Actions to take>
(a) According to the language description, what does the nilad () evaluate to?
(b) Copy the language description starting at "Monads enclose one" and ending at "operator like parentheses.", substituting "bracketing operator" for "grouping operator".

Page extract>
----------------

The main difference from Brain-Flak is that there is only one stack, which contains only functions. Functions are allowed to modify the stack, but are otherwise pure.

All nilads and monads return functions. Rather than denoting integer addition, juxtaposition denotes function application.

Nilads take no arguments and return a function. There are four of them:

  • [] evaluates to the height of the stack as a Church numeral.
  • () evaluates to the K combinator.
  • <> evaluates to the S combinator.
  • {} evaluates to a value popped off the stack or to the I combinator if the stack is empty.

Monads enclose one or more operations (nilads or monads) and return a function. There are four of them:

  • [abc] reduces abc by function application and then returns the result. It essentially serves as a grouping operator like parentheses.
  • (abc) reduces abc by function application, and then pushes the result to the stack, returning it.
  • <abc> reduces abc by function composition and then returns the result.
  • {abc} returns a function that:
    • Takes a single argument and pushes that argument to the stack.
    • Reduces abc by function application.
    • Returns the result.

The program is a list of zero or more nilads and monads. The initial stack content is the Church-encoded representation of the input.

----------------

Information supplied>
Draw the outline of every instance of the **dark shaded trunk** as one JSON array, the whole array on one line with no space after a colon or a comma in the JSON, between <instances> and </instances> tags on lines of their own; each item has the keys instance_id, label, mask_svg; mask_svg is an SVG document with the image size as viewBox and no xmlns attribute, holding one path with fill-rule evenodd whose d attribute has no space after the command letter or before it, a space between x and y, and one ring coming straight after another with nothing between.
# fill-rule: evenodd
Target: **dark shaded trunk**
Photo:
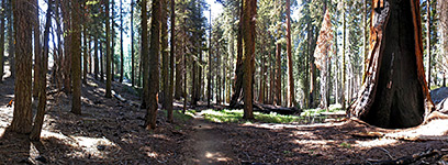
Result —
<instances>
[{"instance_id":1,"label":"dark shaded trunk","mask_svg":"<svg viewBox=\"0 0 448 165\"><path fill-rule=\"evenodd\" d=\"M112 2L113 4L113 2ZM113 7L113 6L112 6ZM112 10L113 11L113 10ZM112 14L113 15L113 14ZM109 21L109 1L105 1L105 98L112 98L112 48L111 48L111 24ZM113 22L113 21L112 21ZM113 29L113 26L112 26ZM112 40L113 41L113 40ZM113 43L113 42L112 42ZM113 44L112 44L113 45Z\"/></svg>"},{"instance_id":2,"label":"dark shaded trunk","mask_svg":"<svg viewBox=\"0 0 448 165\"><path fill-rule=\"evenodd\" d=\"M421 124L433 110L423 67L419 2L373 0L366 82L349 114L381 128Z\"/></svg>"},{"instance_id":3,"label":"dark shaded trunk","mask_svg":"<svg viewBox=\"0 0 448 165\"><path fill-rule=\"evenodd\" d=\"M147 112L145 127L148 130L156 129L158 90L159 90L159 54L160 54L160 28L161 28L161 1L153 0L153 15L150 22L150 50L149 50L149 81Z\"/></svg>"},{"instance_id":4,"label":"dark shaded trunk","mask_svg":"<svg viewBox=\"0 0 448 165\"><path fill-rule=\"evenodd\" d=\"M275 105L281 106L281 44L277 43L276 53L276 97L273 99Z\"/></svg>"},{"instance_id":5,"label":"dark shaded trunk","mask_svg":"<svg viewBox=\"0 0 448 165\"><path fill-rule=\"evenodd\" d=\"M135 86L135 51L134 51L134 0L131 0L131 85Z\"/></svg>"},{"instance_id":6,"label":"dark shaded trunk","mask_svg":"<svg viewBox=\"0 0 448 165\"><path fill-rule=\"evenodd\" d=\"M33 6L27 0L14 0L14 41L18 47L15 54L16 77L14 81L14 112L11 131L30 133L32 129L32 32Z\"/></svg>"},{"instance_id":7,"label":"dark shaded trunk","mask_svg":"<svg viewBox=\"0 0 448 165\"><path fill-rule=\"evenodd\" d=\"M41 57L41 29L40 29L40 21L38 21L38 4L37 0L32 0L31 3L33 3L33 34L34 34L34 78L33 78L33 97L37 97L38 95L38 84L41 82L40 78L40 64L42 61Z\"/></svg>"},{"instance_id":8,"label":"dark shaded trunk","mask_svg":"<svg viewBox=\"0 0 448 165\"><path fill-rule=\"evenodd\" d=\"M235 107L243 97L242 87L243 87L243 6L244 0L242 0L239 9L239 24L238 24L238 35L236 37L236 68L234 77L233 94L231 98L231 107Z\"/></svg>"},{"instance_id":9,"label":"dark shaded trunk","mask_svg":"<svg viewBox=\"0 0 448 165\"><path fill-rule=\"evenodd\" d=\"M81 114L81 4L71 4L71 112Z\"/></svg>"},{"instance_id":10,"label":"dark shaded trunk","mask_svg":"<svg viewBox=\"0 0 448 165\"><path fill-rule=\"evenodd\" d=\"M244 119L254 119L253 86L255 64L255 16L257 14L257 0L243 0L243 91L244 91Z\"/></svg>"},{"instance_id":11,"label":"dark shaded trunk","mask_svg":"<svg viewBox=\"0 0 448 165\"><path fill-rule=\"evenodd\" d=\"M170 52L169 52L169 91L168 91L168 107L167 118L169 122L172 122L172 108L173 108L173 90L175 90L175 46L176 46L176 2L171 0L171 38L170 38Z\"/></svg>"},{"instance_id":12,"label":"dark shaded trunk","mask_svg":"<svg viewBox=\"0 0 448 165\"><path fill-rule=\"evenodd\" d=\"M38 87L38 106L37 113L34 119L34 125L30 134L30 139L38 141L41 139L42 125L44 124L45 107L46 107L46 73L48 69L48 53L49 53L49 26L52 24L52 1L48 1L48 9L46 13L46 23L44 31L44 52L42 53L42 62L40 65L41 82Z\"/></svg>"}]
</instances>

----------------

Results in order>
(a) The K combinator.

(b)
Monads enclose one or more operations (nilads or monads) and return a function. There are four of them:

  • [abc] reduces abc by function application and then returns the result. It essentially serves as a bracketing operator like parentheses.